Abominable Pictures
- Type: Private
- Industry: Television, Film, Digital Media
- Founded: 2006; 20 years ago
- Founder: Jonathan Stern
- Headquarters: United States
- Key people: Jonathan Stern (Founder, Executive Producer)
- Products: Television series, Web series, Films
- Services: Content development and production

= Abominable Pictures =

American film and television production company

Abominable Pictures is an American creator-driven comedy production company that develops and produces content for television, web and film.

==Output==
Producer Jonathan Stern founded Abominable in 2006 to produce the first season of internet cult-hit Wainy Days with creator and frequent collaborator David Wain. The success of Wainy Days, which released its 40th episode in 2012, was followed by the web series Horrible People and Hot Sluts, both created by A.D. Miles, Funny or Die Presents on HBO, and Childrens Hospital, created by Rob Corddry.

Childrens Hospital became a television show on Adult Swim, where it aired seven seasons and won two Emmy awards.

Abominable has also produced three seasons of procedural-crime comedy NTSF:SD:SUV::, created by Paul Scheer, and two seasons of You’re Whole, created by Michael Ian Black, both on Adult Swim as well as two seasons of Newsreaders, a fake-newsmagazine spinoff of Childrens Hospital and the first season of Garfunkel and Oates which aired on IFC. Abominable has also produced a collection of parody infomercials for Adult Swim; the second and third sets are currently in post-production.

At the same time, Abominable has maintained an active web series slate, led by 3 seasons of the popular, Emmy-nominated Bachelor parody Burning Love for both Yahoo and E!. Abominable recently premiered The Hotwives of Orlando on Hulu to fantastic reviews. It is currently in post-production on the courtroom parody Beef for Paramount Digital. Abominable has a first-look deal with Fox for comedy projects on digital platforms.

Phrase grounding data
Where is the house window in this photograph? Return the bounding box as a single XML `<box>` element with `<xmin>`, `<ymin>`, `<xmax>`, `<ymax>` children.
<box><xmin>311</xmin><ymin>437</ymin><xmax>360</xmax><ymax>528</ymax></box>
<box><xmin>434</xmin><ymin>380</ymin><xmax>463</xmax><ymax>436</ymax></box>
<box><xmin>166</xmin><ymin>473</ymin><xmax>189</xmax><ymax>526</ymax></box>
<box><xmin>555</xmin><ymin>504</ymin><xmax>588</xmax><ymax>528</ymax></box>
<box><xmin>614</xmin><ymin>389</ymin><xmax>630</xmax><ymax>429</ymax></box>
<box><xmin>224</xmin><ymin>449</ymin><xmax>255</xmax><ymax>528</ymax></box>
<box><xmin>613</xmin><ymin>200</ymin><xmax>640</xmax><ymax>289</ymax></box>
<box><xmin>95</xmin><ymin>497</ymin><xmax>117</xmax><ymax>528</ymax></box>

» **PROMPT 1**
According to the Abominable Pictures text, how many seasons did Childrens Hospital air on Adult Swim?
» **PROMPT 2**
List every person the Abominable Pictures text names as the creator of a show or series.
» **PROMPT 3**
Reproduce word for word the stretch of the Abominable Pictures text from "American film and" through "two Emmy awards.".

» **RESPONSE 1**
Seven seasons.

» **RESPONSE 2**
- David Wain (Wainy Days)
- A.D. Miles (Horrible People and Hot Sluts)
- Rob Corddry (Childrens Hospital)
- Paul Scheer (NTSF:SD:SUV::)
- Michael Ian Black (You’re Whole)

» **RESPONSE 3**
American film and television production company

Abominable Pictures is an American creator-driven comedy production company that develops and produces content for television, web and film.

==Output==
Producer Jonathan Stern founded Abominable in 2006 to produce the first season of internet cult-hit Wainy Days with creator and frequent collaborator David Wain. The success of Wainy Days, which released its 40th episode in 2012, was followed by the web series Horrible People and Hot Sluts, both created by A.D. Miles, Funny or Die Presents on HBO, and Childrens Hospital, created by Rob Corddry.

Childrens Hospital became a television show on Adult Swim, where it aired seven seasons and won two Emmy awards.